_SOURCE TEXT_
◇ ◇ ◇ ◇ ◇
Is volunteering for you? Here’s why it could be

Steve Vear

There are many people who give their time as volunteer and millions who benefit from their selfless work.  You may yourself have benefit from the dedication of a volunteer.

 

But what motivates the volunteers themselves? What makes them dedicate their time and energy to such endeavours, and what rewards await those who heed the call to serve?

 

But what motivates people to volunteer? Often it begins with a personal story, and involves determination and resilience.

 

The starting point 

Having been born with cerebral palsy and hearing from my parents that doctors at the time believed that I wouldn’t be able to get a ‘normal’ job, go to a ‘normal’ school or indeed have a ‘normal’ life, I think there was an innate desire deep inside me, from a very early age, to buck the trend that life had seemingly already set for me.

 

My volunteering journey began while I was at secondary school. I discovered that the school library provided a safe haven for me in which I could avoid endless fights with bullies. Whilst I now appreciate this was the very start of my volunteering, it wasn’t until a new PE teacher entered the picture, that volunteering began to shape my life for the long term.

 

Tired of being unable to draft a meaningful report for my engagement in Physical Education, my teacher decided to teach me how to score a cricket match for our school team. Then my drama teacher asked me to join my local cricket club as the 2nd XI scorer. The result?  I spent every summer Saturday and every school holiday with a score book and coloured pens. I felt valued and included in a world that I had never imagined possible.

 

Thirty years later I still score cricket matches on a Saturday and have recently celebrated twenty years of service, including six years as Chair, with the Southern Premier Cricket League, one of the over thirty England and Wales Cricket Board Premier Leagues in the country.

 

Involvement with cricket gave impetus to my ‘career’ as a volunteer.  Almost 20 years ago, I became a ‘listening’ volunteer at a local Samaritans branch, where I still take calls today. I have gained ‘professional’ training and listening skills which have made me a better leader in the workplace.

 

Having expressed my regret that I was never going to realise my childhood dream of becoming a police officer, a friend from cricket suggested I apply to join the bench as a Magistrate, a voluntary role that I have been fulfilling since 2010.

 

Whether it is that ongoing desire to push the boundaries of expectation, or because I have developed an inability to say ‘no’, I am not sure, but during my time as a magistrate I have also spent three years as Chairman of the local bench and as Secretary of my local branch of the Magistrates Association.

 

I became involved with the University of Winchester cricket team almost twenty years ago through running a local indoor cricket league. It involved scoring duties, fixture management and being a friend to many a lost fresher as they navigate the new chapter of their lives in further education. I also served for eight years on the Trustee Board of the Student Union. At the end of this service, with my ‘Honorary lifetime membership’ under my arm, I went looking for another charity to support so that I could keep my Board skills fresh, alongside my work as a school governor for a special needs school. I was immensely proud when invited to join the Board of the Hampshire and Isle of Wight Air Ambulance as a Trustee and non-executive director.

 

From cricket to a lifesaving organisation is quite a journey; volunteering has not only shaped my ambitions and accomplishments, but it has also forged my character and identity.

 

Why volunteer?
◇ ◇ ◇ ◇ ◇
_PROBLEMS_
• 1. List each distinct word or phrase that the volunteering article places in single quotation marks.
• 2. According to the volunteering article, since what year has the writer served as a Magistrate?

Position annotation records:
◇ ◇ ◇ ◇ ◇
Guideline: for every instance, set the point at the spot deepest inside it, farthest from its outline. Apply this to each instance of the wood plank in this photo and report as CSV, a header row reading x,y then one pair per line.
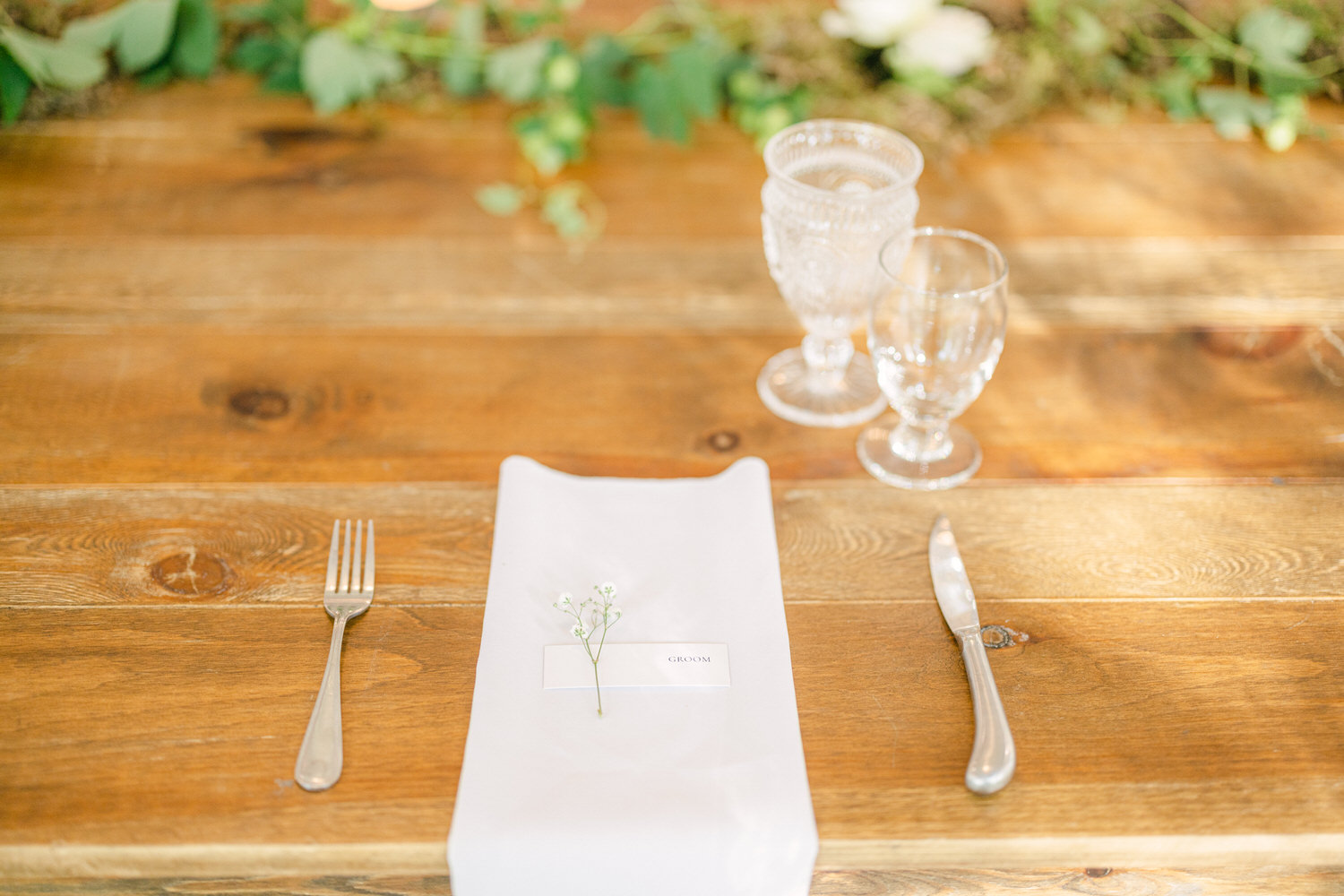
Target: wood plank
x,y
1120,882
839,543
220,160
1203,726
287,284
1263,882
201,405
◇ ◇ ◇ ◇ ◇
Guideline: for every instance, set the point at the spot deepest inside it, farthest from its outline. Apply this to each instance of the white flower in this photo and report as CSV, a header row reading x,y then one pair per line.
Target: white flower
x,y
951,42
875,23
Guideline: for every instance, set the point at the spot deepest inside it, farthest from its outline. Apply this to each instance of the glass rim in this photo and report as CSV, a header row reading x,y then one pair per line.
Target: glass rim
◇ ◇ ◇ ◇ ◇
_ANSWERS TO THE EXERCISE_
• 1. 'normal', 'career', 'listening', 'professional', 'no', 'Honorary lifetime membership'

• 2. 2010